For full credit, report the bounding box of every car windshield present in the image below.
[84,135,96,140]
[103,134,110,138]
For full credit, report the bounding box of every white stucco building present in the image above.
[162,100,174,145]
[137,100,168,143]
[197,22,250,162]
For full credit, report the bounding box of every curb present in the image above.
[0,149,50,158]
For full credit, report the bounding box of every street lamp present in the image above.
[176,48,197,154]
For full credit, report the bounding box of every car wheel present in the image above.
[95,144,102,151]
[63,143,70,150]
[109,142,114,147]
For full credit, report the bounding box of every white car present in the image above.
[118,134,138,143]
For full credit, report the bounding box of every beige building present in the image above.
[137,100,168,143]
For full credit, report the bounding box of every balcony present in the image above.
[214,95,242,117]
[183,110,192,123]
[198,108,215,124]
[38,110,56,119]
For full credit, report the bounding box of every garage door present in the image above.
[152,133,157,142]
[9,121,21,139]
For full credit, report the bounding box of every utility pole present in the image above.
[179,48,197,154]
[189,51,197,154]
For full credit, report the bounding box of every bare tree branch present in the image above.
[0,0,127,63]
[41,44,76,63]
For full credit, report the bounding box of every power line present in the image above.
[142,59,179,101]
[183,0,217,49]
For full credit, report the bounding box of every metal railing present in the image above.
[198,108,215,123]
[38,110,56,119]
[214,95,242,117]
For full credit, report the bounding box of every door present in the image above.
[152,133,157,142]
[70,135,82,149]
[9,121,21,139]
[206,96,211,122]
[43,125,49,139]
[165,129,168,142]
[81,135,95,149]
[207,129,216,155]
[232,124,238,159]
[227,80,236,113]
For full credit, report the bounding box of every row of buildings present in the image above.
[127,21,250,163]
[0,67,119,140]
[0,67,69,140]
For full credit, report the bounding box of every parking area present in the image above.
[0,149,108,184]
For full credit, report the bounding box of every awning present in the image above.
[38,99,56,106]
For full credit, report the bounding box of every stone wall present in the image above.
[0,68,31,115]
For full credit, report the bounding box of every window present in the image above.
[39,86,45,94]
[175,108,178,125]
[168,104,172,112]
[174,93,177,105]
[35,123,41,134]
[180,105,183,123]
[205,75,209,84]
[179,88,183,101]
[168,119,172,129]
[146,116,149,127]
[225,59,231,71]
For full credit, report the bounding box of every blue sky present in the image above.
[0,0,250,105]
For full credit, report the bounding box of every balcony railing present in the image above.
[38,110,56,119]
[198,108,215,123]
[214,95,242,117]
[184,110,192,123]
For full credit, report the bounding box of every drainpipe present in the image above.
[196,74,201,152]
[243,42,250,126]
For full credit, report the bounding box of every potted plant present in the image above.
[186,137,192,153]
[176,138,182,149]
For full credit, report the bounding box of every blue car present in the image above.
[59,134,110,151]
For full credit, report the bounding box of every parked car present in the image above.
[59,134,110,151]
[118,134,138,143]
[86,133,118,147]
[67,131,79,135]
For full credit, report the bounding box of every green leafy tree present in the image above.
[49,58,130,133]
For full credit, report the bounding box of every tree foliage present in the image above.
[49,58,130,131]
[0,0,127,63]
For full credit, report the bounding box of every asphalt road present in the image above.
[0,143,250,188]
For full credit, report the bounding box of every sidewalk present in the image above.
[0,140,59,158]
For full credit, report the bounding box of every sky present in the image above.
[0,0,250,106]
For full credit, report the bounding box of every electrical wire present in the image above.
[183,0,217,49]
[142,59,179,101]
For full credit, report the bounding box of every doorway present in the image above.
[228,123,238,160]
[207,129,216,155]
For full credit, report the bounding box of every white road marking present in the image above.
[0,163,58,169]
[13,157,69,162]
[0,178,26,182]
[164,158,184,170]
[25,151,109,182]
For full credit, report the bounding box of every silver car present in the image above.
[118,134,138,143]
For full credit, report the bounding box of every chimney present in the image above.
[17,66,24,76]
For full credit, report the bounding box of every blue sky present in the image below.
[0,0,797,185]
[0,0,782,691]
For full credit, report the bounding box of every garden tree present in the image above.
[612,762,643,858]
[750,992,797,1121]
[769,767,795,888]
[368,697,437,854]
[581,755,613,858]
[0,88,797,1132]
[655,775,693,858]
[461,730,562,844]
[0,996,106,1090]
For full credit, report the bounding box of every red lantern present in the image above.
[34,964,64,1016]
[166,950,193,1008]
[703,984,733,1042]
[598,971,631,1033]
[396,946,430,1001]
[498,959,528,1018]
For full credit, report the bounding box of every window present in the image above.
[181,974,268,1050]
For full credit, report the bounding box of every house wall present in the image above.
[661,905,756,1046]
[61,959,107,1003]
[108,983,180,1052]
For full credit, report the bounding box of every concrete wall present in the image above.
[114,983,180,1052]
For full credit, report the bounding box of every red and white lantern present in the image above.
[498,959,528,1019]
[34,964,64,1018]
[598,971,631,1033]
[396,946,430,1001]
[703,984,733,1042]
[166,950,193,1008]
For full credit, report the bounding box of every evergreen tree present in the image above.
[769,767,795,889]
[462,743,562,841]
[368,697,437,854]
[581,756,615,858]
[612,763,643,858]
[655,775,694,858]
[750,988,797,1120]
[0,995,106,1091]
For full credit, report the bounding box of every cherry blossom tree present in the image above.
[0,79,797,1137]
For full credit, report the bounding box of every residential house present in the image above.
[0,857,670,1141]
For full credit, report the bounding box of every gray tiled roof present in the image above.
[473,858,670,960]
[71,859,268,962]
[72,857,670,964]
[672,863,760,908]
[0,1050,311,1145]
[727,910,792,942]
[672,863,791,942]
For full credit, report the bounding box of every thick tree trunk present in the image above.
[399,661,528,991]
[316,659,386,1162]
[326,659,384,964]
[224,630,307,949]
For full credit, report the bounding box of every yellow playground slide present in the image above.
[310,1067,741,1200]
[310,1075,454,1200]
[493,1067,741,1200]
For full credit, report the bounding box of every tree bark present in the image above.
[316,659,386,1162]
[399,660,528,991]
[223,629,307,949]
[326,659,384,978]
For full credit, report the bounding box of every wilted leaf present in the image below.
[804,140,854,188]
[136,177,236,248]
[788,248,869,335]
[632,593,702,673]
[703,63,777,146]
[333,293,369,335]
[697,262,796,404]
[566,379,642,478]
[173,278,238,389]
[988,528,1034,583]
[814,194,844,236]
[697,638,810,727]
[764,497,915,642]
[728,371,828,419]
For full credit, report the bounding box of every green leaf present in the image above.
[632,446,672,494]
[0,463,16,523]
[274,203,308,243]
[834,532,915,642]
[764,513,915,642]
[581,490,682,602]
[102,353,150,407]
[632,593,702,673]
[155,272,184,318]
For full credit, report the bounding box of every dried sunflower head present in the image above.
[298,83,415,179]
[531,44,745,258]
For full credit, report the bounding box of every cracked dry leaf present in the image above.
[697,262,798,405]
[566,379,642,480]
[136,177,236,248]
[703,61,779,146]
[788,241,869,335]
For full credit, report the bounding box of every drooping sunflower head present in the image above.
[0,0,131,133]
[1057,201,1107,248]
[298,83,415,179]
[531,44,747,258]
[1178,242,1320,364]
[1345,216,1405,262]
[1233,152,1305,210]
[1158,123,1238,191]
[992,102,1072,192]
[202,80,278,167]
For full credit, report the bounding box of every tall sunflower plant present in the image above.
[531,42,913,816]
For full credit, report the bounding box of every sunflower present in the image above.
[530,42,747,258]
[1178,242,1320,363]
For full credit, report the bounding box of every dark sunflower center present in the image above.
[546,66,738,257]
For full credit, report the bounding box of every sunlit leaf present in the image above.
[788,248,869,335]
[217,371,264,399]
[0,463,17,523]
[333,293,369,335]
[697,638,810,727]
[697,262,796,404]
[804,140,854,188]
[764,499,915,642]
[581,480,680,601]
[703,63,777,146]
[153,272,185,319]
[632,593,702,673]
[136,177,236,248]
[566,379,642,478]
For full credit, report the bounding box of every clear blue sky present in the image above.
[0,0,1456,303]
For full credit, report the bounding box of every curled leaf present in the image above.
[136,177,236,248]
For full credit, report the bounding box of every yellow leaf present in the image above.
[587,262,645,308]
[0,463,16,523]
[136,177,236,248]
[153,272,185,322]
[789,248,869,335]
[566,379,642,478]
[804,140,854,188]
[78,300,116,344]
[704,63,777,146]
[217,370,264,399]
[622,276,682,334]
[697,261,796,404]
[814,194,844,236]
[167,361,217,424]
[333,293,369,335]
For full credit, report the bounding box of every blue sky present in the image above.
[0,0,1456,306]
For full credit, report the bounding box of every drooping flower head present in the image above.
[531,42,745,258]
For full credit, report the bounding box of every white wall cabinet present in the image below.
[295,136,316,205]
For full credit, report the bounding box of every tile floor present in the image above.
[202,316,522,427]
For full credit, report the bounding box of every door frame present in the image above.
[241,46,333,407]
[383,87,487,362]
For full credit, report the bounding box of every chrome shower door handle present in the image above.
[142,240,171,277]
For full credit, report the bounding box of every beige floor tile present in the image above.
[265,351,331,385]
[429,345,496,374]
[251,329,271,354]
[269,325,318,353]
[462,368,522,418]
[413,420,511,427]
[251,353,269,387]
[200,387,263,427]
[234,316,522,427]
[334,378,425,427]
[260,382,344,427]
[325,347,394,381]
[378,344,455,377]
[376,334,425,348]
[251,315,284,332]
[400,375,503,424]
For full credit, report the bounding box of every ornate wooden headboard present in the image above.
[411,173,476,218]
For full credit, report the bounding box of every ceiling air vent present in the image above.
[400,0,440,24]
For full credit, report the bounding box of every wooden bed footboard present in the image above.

________________________

• WHAT IS BEING ASKED
Copy the lines starting at the one that contains "For full credit, report the bounding box of every white road" and ending at the one that contains "[0,0,782,691]", both included, reproducing each line without any change.

• IN RESPONSE
For full credit, report the bounding box of every white road marking present in the image above.
[0,163,58,169]
[13,157,69,162]
[0,178,26,182]
[164,158,184,170]
[25,151,109,182]
For full credit, report the bounding box of every silver car present in the image above.
[118,134,138,143]
For full credit, report the bounding box of every chimney present in the image above.
[17,66,24,76]
For full credit, report the bounding box of every blue sky present in the image below.
[0,0,797,185]
[0,0,782,691]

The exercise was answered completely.